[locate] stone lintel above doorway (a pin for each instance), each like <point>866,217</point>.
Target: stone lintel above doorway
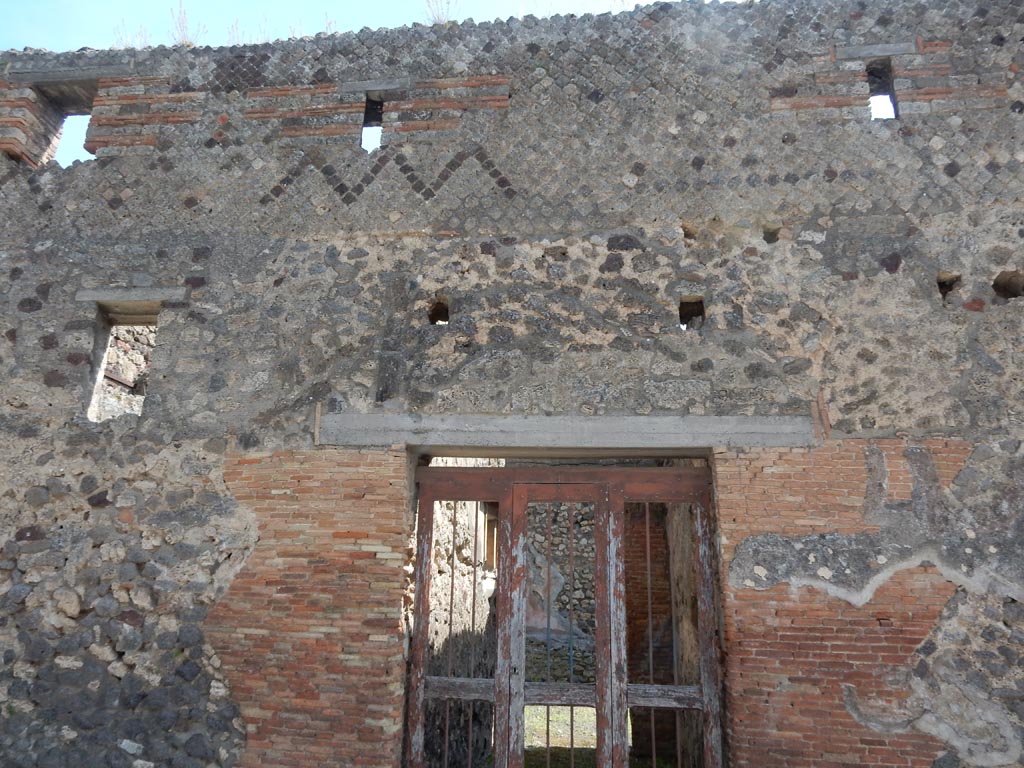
<point>564,435</point>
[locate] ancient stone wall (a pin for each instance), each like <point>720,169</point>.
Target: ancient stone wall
<point>560,186</point>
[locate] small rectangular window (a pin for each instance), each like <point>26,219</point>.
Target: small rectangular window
<point>126,335</point>
<point>373,124</point>
<point>882,90</point>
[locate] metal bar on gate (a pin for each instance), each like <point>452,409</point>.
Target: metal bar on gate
<point>415,757</point>
<point>650,628</point>
<point>711,671</point>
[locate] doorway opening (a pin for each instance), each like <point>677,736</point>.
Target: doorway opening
<point>564,616</point>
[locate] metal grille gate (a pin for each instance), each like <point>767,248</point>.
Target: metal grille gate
<point>491,531</point>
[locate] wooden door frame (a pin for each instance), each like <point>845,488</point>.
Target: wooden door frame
<point>622,484</point>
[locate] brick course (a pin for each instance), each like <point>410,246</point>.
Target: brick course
<point>790,649</point>
<point>310,632</point>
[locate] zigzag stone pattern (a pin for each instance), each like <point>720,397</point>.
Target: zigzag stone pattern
<point>684,212</point>
<point>349,193</point>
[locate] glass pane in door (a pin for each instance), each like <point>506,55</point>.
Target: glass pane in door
<point>662,640</point>
<point>462,646</point>
<point>561,644</point>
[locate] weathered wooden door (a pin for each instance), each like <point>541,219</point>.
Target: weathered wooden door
<point>520,647</point>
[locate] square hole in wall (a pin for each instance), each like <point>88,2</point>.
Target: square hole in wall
<point>882,90</point>
<point>126,335</point>
<point>691,312</point>
<point>67,108</point>
<point>71,145</point>
<point>373,124</point>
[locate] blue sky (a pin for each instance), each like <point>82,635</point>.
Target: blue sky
<point>70,25</point>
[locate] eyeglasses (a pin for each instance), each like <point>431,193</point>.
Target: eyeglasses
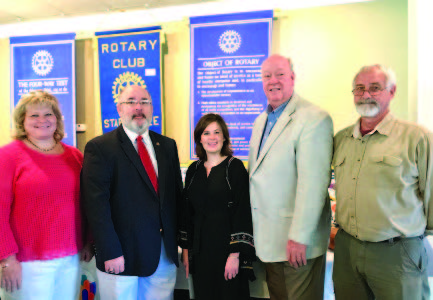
<point>373,90</point>
<point>134,103</point>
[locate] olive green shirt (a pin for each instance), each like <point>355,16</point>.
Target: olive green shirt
<point>383,180</point>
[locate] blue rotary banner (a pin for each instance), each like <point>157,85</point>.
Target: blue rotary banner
<point>129,57</point>
<point>46,62</point>
<point>226,54</point>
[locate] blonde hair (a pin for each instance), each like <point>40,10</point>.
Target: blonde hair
<point>38,97</point>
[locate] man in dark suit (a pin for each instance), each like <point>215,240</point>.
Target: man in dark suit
<point>130,186</point>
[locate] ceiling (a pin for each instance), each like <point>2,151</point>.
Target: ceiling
<point>13,11</point>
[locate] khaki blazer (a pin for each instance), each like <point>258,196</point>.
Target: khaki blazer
<point>289,181</point>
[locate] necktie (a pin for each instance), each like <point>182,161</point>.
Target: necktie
<point>147,162</point>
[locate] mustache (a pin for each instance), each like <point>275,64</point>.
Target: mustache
<point>366,101</point>
<point>138,115</point>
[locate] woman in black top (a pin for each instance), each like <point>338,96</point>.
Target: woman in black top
<point>216,228</point>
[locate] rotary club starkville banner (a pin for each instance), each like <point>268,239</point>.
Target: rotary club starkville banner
<point>46,62</point>
<point>129,57</point>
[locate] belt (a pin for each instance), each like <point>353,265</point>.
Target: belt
<point>399,238</point>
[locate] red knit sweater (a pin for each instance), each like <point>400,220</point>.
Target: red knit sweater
<point>39,203</point>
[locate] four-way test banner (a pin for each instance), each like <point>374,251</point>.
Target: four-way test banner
<point>46,62</point>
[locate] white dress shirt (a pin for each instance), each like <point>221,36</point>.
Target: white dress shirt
<point>147,142</point>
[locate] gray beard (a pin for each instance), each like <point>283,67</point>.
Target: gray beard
<point>136,128</point>
<point>368,108</point>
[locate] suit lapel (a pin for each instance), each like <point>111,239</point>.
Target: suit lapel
<point>256,137</point>
<point>162,168</point>
<point>281,124</point>
<point>132,154</point>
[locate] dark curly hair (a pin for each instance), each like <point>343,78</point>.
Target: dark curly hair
<point>201,126</point>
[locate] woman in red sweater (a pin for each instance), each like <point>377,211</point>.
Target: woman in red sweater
<point>41,230</point>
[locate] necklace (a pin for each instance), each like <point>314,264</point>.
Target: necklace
<point>42,149</point>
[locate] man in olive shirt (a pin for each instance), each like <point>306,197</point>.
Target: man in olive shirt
<point>383,171</point>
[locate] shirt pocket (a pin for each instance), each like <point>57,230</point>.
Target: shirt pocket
<point>386,170</point>
<point>392,161</point>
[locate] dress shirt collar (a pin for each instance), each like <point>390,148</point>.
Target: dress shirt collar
<point>133,136</point>
<point>384,127</point>
<point>279,109</point>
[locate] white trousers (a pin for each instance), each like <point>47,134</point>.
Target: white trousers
<point>158,286</point>
<point>48,280</point>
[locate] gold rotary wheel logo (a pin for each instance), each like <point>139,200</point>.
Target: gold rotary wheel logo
<point>123,81</point>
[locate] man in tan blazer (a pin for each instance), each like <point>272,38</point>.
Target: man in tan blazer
<point>289,166</point>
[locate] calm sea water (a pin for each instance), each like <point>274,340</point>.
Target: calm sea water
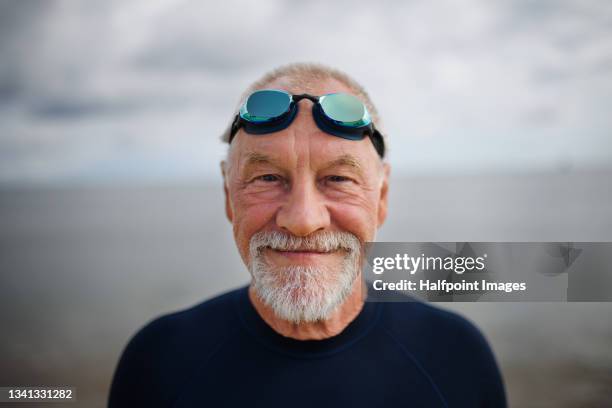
<point>83,268</point>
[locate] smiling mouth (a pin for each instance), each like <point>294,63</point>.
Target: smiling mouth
<point>298,254</point>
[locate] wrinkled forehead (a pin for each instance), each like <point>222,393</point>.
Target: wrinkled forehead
<point>311,85</point>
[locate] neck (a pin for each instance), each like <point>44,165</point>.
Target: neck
<point>318,330</point>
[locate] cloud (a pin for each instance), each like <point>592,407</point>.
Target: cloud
<point>477,86</point>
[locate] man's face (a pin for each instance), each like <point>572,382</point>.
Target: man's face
<point>302,202</point>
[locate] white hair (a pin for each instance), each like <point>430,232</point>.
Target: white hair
<point>301,293</point>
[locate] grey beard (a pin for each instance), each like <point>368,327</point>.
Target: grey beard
<point>304,293</point>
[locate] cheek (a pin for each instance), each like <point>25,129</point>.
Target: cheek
<point>249,218</point>
<point>359,220</point>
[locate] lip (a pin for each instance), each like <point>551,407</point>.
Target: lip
<point>301,255</point>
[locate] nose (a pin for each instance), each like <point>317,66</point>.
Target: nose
<point>304,212</point>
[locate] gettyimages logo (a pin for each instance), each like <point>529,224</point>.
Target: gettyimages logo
<point>458,263</point>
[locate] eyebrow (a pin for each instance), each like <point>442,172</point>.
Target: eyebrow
<point>253,158</point>
<point>344,160</point>
<point>256,158</point>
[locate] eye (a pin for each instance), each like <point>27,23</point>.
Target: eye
<point>268,178</point>
<point>338,179</point>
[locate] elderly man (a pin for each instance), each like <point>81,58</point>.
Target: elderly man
<point>305,187</point>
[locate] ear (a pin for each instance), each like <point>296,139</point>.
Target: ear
<point>384,195</point>
<point>228,205</point>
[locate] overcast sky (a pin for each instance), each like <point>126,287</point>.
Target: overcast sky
<point>115,91</point>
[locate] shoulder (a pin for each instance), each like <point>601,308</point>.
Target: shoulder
<point>167,350</point>
<point>201,323</point>
<point>449,347</point>
<point>435,324</point>
<point>437,335</point>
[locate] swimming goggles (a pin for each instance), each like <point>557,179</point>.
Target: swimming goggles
<point>339,114</point>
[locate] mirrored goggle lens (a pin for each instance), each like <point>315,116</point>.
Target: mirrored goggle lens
<point>345,109</point>
<point>265,105</point>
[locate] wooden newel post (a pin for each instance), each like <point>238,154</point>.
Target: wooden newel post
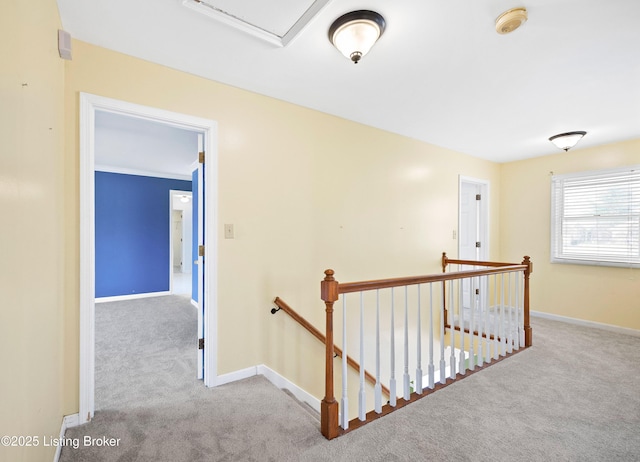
<point>528,334</point>
<point>329,405</point>
<point>445,262</point>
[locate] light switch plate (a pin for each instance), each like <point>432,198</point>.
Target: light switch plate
<point>228,231</point>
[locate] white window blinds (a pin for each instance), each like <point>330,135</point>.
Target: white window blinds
<point>595,217</point>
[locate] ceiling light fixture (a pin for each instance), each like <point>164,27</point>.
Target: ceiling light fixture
<point>353,34</point>
<point>567,140</point>
<point>510,20</point>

+ + +

EXERCISE BRIEF: Copy, exactly and only, the lines above that begin with the one containing "[locate] suit lapel" and finish with the one containing "[locate] dress shirt".

EXERCISE SOLUTION:
[locate] suit lapel (a pin for each instance), each like <point>111,239</point>.
Target: suit lapel
<point>256,137</point>
<point>162,168</point>
<point>281,124</point>
<point>132,154</point>
[locate] dark curly hair (a pin for each instance), each like <point>343,78</point>.
Target: dark curly hair
<point>201,126</point>
[locate] woman in red sweater (a pin for each instance), each like <point>377,211</point>.
Target: woman in red sweater
<point>41,230</point>
[locate] necklace (a pin for each instance), each like <point>314,264</point>.
Target: necklace
<point>42,149</point>
[locate] man in olive shirt (a pin for each instance), each like <point>306,197</point>.
Target: man in olive shirt
<point>383,171</point>
[locate] shirt pocket (a pin for each instance), each like <point>57,230</point>.
Target: shirt pocket
<point>386,170</point>
<point>392,161</point>
[locate] dress shirt collar (a pin for each instance), each like <point>390,148</point>.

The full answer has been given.